*Task material*:
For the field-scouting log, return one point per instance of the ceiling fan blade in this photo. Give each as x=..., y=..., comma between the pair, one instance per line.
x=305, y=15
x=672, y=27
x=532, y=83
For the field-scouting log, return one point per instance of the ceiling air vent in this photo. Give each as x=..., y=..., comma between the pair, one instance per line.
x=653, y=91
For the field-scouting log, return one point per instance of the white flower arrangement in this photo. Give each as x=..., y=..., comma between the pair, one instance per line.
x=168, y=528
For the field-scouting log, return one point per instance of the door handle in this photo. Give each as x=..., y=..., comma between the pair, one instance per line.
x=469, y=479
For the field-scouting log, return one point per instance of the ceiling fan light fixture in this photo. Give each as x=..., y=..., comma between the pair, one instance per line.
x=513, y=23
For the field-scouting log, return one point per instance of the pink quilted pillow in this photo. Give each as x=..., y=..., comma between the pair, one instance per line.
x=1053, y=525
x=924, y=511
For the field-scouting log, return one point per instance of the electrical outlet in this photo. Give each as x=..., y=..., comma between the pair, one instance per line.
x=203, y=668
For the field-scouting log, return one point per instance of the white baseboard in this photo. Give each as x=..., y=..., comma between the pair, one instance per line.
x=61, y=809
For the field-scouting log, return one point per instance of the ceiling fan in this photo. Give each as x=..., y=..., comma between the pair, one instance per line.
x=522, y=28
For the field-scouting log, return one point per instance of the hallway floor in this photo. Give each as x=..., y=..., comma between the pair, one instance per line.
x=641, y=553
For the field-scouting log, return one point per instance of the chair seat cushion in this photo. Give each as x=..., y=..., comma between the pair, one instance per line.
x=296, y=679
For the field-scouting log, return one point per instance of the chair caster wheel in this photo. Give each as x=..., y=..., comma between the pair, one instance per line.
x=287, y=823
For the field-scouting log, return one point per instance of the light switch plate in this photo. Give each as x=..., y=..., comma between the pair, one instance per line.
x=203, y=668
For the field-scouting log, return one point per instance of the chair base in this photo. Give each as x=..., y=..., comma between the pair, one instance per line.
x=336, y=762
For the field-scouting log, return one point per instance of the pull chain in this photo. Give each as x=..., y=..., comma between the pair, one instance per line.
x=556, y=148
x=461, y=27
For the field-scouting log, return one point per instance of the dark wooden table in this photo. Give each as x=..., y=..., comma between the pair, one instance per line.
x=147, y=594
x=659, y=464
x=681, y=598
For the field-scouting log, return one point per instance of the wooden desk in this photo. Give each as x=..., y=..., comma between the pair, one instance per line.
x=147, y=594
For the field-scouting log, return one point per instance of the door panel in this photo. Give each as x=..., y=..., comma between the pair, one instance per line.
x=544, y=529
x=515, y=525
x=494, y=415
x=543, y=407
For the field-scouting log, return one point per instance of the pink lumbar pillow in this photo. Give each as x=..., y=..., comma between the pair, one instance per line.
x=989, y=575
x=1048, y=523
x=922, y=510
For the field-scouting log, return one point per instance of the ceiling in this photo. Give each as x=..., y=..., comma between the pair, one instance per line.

*Task*:
Please make your reply exactly the lines from the one containing "the pink lumbar" through the end of the entries above, and nothing more.

*Completed exercise*:
For the field-scouting log, return one point per instance of the pink lumbar pillow in this photo. Give each as x=..., y=..., comma between the pair, one instance per line.
x=989, y=575
x=1048, y=523
x=922, y=510
For the field-scouting log, return one point per instance of the ceiling in this photo. Give each as x=..., y=..., comma between the pair, one instance per line.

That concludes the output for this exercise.